Study text>
===============

Healthcare groups react to Medicare cuts remaining in $1.7T spending bill
Congress approved a $1.7 trillion spending bill that includes Medicare payment cuts despite healthcare stakeholders asking Congress to intervene before the cuts go into effect next year.
The cuts were finalized in the 2023 Physician Fee Schedule published by the Centers for Medicare and Medicaid Services (CMS) in November. The PFS comes at a challenging time for the healthcare industry, which has been consistently strained by the COVID-19 pandemic and is now facing higher costs, inflation and a tight labor market.
The spending bill, which was a wide-ranging piece of legislation to fund the country, partially blocked the planned 4.5% cut to physicians, but the reimbursement cut to doctors will grow over the next two years, The Washington Post reported. Plus, Congress lowered the incentive bonus payment for Medicare payment testing models from 5% to 3.5%. Finally, Congress extended telehealth benefits through 2024. They were originally set to expire five months after the public health emergency (PHE) winds down.
Some healthcare industry groups were disappointed in the final move.
“The [American Medical Association] is extremely disappointed and dismayed that Congress failed to prevent Medicare cuts next year, threatening the financial viability of physician practices and endangering access to care for Medicare beneficiaries,” AMA CEO Jack Resneck said in a statement. “This 2% cut following two decades of flat payment rates will have consequences on healthcare access for older Americans.”
However, despite the AMA’s response, the American Hospital Association (AHA) applauded Congress for many of its actions.
“Specifically, we are pleased that this bill prevents significant four percent Medicare PAYGO cuts to providers, extends two key programs for two years that help rural hospitals keep their doors open, and extends for two years critical waivers for telehealth and hospital-at-home programs that have led to improvements in care and made medical treatment more convenient and accessible for patients,” Rick Pollack, CEO and president of AHA, said in a statement. “Additionally, we appreciate Congress giving partial relief to physicians by rolling back Medicare payment cuts and including important provisions to improve the nation’s preparedness for the next pandemic, train the next generation of caregivers, bolster behavioral healthcare providers and expand access to behavioral health services.”
Congress also addressed Medicaid eligibility changes set to take effect after the PHE ends. The Biden administration expanded Medicaid eligibility during the COVID-19 pandemic, and a whopping 18 million are estimated to lose their eligibility at the end of the PHE.
According to the AHA, the spending bill will help states “prepare for changes in Medicaid eligibility due to the end of the Public Health Emergency could help them transition those individuals to other forms of health coverage.”
Unlike AHA, the Medical Group Management Association (MGMA), was also disappointed in the final spending bill and its healthcare provisions, calling the forthcoming spending cuts “short-sighted.”
“MGMA is deeply dismayed by the failure of Congress to adequately address the full 4.5% cut to the Medicare conversion factor set to take effect on Jan. 1,” said Anders Gilberg, senior vice president of government affairs at MGMA. “It is unconscionable that while every other provider category in the Medicare program is receiving a positive 2023 inflation update, physician rates will be cut. Medical practices are in no way immune to the impact of the broader economy, and have been suffering from significant staffing shortages, wage inflation, and drastic cost increases across the board. Any cut to the Medicare conversion factor is simply untenable in this environment."

===============

Saved data entries:
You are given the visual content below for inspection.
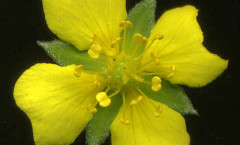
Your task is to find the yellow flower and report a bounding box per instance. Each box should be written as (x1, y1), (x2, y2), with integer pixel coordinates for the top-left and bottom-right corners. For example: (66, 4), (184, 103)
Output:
(14, 0), (228, 145)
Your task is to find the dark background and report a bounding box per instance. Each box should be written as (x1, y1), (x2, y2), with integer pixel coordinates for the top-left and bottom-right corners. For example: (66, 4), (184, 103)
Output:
(0, 0), (240, 145)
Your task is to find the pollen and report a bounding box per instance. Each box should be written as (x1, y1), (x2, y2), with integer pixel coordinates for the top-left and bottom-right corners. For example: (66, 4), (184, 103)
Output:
(153, 105), (163, 117)
(111, 37), (122, 48)
(152, 34), (164, 41)
(119, 21), (132, 28)
(120, 117), (130, 125)
(152, 76), (162, 92)
(167, 65), (176, 79)
(96, 92), (111, 107)
(74, 65), (84, 77)
(87, 104), (97, 114)
(133, 33), (147, 46)
(88, 44), (102, 59)
(130, 96), (143, 106)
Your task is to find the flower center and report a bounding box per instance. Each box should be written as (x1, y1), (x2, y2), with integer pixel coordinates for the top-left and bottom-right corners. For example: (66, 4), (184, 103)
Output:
(75, 21), (175, 124)
(106, 56), (143, 88)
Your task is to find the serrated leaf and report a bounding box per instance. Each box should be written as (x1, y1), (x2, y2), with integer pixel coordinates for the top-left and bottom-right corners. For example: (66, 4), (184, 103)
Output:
(126, 0), (156, 54)
(38, 40), (106, 71)
(86, 95), (122, 145)
(140, 77), (198, 115)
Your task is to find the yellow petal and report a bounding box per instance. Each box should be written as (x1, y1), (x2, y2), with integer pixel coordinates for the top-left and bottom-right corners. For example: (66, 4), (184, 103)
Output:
(43, 0), (127, 50)
(14, 64), (104, 145)
(142, 6), (228, 87)
(111, 92), (190, 145)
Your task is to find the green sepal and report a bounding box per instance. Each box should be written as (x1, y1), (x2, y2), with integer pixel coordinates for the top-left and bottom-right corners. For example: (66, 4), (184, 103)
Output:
(86, 95), (122, 145)
(37, 40), (106, 71)
(140, 76), (198, 115)
(125, 0), (156, 54)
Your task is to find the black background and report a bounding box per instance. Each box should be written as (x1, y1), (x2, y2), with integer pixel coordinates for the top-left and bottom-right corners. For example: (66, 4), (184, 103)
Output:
(0, 0), (240, 145)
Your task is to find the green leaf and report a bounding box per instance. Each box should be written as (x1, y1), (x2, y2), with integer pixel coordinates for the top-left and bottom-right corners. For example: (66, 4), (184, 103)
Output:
(126, 0), (156, 54)
(86, 95), (122, 145)
(37, 40), (106, 71)
(140, 77), (198, 115)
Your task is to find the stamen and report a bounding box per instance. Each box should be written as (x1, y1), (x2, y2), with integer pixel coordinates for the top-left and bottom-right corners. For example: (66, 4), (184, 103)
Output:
(122, 74), (130, 84)
(152, 76), (162, 92)
(96, 92), (111, 107)
(133, 33), (147, 46)
(90, 34), (97, 44)
(130, 74), (144, 82)
(119, 93), (130, 125)
(119, 21), (132, 28)
(88, 44), (102, 59)
(151, 52), (160, 65)
(153, 105), (163, 117)
(152, 34), (164, 41)
(111, 37), (122, 48)
(130, 96), (143, 106)
(167, 65), (176, 79)
(109, 89), (121, 98)
(119, 117), (130, 125)
(74, 65), (84, 77)
(93, 74), (101, 88)
(87, 104), (97, 114)
(119, 21), (132, 53)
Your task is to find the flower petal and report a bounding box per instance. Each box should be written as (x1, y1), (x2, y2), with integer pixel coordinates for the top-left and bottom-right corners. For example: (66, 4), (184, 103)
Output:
(111, 92), (190, 145)
(142, 6), (228, 87)
(14, 64), (104, 145)
(43, 0), (127, 50)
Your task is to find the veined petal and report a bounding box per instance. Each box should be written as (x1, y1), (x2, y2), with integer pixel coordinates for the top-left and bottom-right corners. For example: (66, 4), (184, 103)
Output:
(111, 92), (190, 145)
(14, 64), (104, 145)
(142, 6), (228, 87)
(43, 0), (127, 50)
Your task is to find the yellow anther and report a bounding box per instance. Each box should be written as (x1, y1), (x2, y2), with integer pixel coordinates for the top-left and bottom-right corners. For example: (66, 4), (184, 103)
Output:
(167, 72), (175, 79)
(125, 21), (132, 28)
(74, 65), (84, 77)
(122, 74), (130, 84)
(88, 44), (102, 59)
(153, 105), (163, 117)
(130, 99), (138, 106)
(90, 34), (97, 44)
(130, 96), (143, 106)
(150, 52), (160, 65)
(111, 37), (122, 48)
(152, 34), (164, 41)
(120, 117), (130, 125)
(133, 33), (147, 46)
(119, 21), (132, 28)
(167, 65), (176, 79)
(170, 65), (176, 72)
(93, 74), (100, 88)
(96, 92), (111, 107)
(132, 74), (144, 82)
(87, 104), (97, 114)
(152, 76), (162, 92)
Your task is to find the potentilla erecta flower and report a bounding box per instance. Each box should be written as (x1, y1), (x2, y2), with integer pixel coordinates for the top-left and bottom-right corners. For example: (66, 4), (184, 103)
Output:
(14, 0), (228, 145)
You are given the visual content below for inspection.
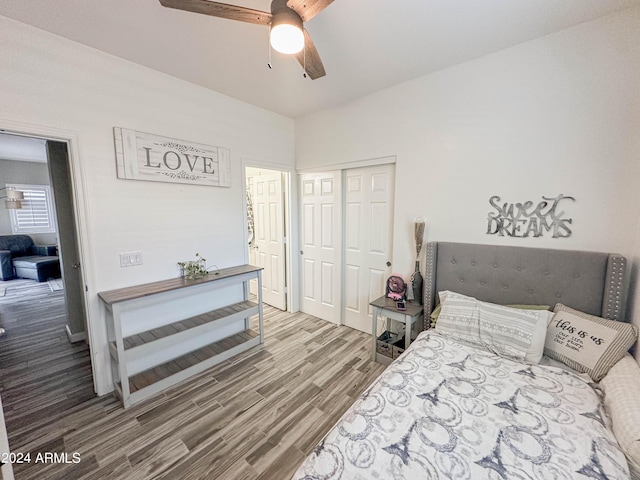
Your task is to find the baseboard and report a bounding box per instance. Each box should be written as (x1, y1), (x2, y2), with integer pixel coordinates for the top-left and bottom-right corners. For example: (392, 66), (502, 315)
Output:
(65, 325), (87, 343)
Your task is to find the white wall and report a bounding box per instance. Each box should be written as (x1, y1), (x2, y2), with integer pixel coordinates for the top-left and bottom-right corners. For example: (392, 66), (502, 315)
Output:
(296, 8), (640, 352)
(0, 17), (294, 393)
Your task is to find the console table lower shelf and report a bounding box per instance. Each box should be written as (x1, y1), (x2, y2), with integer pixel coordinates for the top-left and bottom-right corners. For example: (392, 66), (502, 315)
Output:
(99, 265), (264, 408)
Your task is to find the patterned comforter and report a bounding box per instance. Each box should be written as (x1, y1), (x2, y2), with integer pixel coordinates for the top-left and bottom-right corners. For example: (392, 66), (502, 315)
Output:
(293, 330), (629, 480)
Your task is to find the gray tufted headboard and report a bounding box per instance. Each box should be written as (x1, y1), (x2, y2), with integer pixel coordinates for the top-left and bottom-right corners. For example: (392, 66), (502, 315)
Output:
(423, 242), (628, 329)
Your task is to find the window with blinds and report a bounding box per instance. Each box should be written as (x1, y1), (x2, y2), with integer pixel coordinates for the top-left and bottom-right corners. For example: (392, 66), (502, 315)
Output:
(7, 185), (56, 235)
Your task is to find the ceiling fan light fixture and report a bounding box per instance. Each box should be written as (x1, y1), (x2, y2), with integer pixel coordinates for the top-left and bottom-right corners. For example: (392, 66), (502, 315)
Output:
(269, 8), (304, 54)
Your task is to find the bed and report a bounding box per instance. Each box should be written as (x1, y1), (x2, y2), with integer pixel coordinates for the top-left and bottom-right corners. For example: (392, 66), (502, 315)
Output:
(293, 242), (640, 480)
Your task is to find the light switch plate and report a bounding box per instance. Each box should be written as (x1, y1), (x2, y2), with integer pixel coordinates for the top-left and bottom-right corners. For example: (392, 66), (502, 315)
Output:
(120, 252), (142, 267)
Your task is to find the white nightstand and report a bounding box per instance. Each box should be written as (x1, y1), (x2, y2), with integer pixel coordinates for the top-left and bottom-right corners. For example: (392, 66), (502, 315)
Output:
(369, 296), (424, 365)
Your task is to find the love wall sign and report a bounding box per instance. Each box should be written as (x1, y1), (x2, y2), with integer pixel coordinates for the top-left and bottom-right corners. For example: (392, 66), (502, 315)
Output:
(113, 127), (231, 187)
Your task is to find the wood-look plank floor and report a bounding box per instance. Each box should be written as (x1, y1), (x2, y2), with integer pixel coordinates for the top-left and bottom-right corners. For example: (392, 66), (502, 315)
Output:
(0, 282), (384, 480)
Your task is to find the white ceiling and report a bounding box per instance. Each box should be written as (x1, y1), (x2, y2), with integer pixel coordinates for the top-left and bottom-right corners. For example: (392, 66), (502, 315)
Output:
(0, 0), (640, 118)
(0, 133), (47, 163)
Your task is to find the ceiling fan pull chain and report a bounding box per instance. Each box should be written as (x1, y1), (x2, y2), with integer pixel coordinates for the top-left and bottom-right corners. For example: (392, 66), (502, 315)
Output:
(302, 42), (307, 78)
(267, 27), (273, 70)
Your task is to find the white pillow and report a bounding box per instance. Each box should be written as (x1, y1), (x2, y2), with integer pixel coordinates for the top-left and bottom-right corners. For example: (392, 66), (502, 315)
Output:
(435, 291), (553, 363)
(600, 353), (640, 478)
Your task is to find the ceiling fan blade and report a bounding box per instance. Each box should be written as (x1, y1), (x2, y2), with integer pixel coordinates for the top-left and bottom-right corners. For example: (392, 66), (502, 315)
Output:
(287, 0), (333, 22)
(160, 0), (271, 25)
(296, 28), (327, 80)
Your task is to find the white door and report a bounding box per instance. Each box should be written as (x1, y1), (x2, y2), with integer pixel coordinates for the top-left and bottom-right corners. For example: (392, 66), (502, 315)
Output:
(300, 171), (342, 324)
(247, 168), (287, 310)
(344, 164), (395, 332)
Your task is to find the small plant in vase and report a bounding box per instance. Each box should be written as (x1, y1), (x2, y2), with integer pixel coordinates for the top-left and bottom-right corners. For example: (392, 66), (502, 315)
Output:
(411, 217), (425, 305)
(178, 253), (209, 280)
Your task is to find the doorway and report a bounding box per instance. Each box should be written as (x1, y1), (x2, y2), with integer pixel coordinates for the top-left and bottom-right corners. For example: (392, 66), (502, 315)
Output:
(0, 132), (87, 343)
(300, 163), (395, 332)
(245, 167), (291, 310)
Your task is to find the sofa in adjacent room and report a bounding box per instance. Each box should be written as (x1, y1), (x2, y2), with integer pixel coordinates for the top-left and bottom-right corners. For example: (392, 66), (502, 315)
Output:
(0, 235), (60, 282)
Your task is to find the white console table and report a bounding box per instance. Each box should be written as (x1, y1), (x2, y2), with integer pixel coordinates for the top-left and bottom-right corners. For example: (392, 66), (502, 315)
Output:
(98, 265), (264, 408)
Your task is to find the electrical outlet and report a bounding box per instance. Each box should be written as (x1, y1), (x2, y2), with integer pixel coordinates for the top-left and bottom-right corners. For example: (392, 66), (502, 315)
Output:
(120, 252), (142, 267)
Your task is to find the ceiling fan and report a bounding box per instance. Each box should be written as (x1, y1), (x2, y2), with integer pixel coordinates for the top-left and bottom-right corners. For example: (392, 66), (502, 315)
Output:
(160, 0), (333, 80)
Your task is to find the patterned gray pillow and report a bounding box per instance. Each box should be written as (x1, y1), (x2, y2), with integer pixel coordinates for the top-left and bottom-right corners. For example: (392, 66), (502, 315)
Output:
(435, 291), (551, 363)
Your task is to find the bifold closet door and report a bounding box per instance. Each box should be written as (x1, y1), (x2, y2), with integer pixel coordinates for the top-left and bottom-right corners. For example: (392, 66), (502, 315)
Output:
(344, 164), (395, 332)
(300, 171), (342, 324)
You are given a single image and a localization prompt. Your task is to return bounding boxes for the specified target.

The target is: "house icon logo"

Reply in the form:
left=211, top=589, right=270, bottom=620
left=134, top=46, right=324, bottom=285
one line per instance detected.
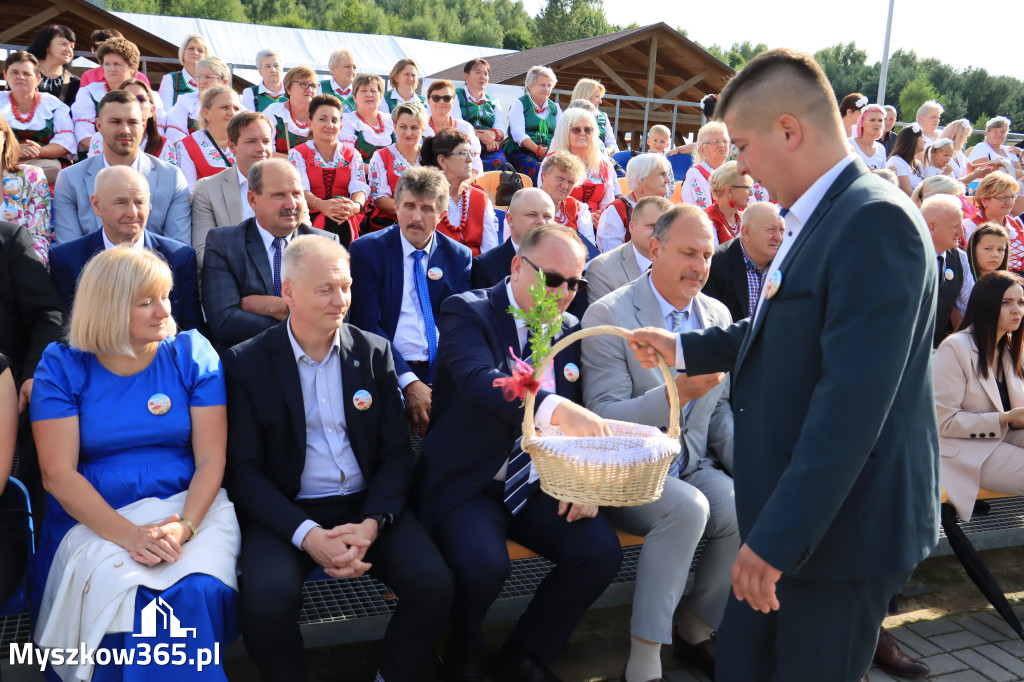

===============

Exercises>
(A) According to the Medicare cuts article, what did Congress lower the incentive bonus payment for Medicare payment testing models to?
(B) Please repeat everything in the Medicare cuts article from "Healthcare groups react" down to "effect next year.".

Solutions for each task>
(A) Congress lowered it from 5% to 3.5%.

(B)
Healthcare groups react to Medicare cuts remaining in $1.7T spending bill
Congress approved a $1.7 trillion spending bill that includes Medicare payment cuts despite healthcare stakeholders asking Congress to intervene before the cuts go into effect next year.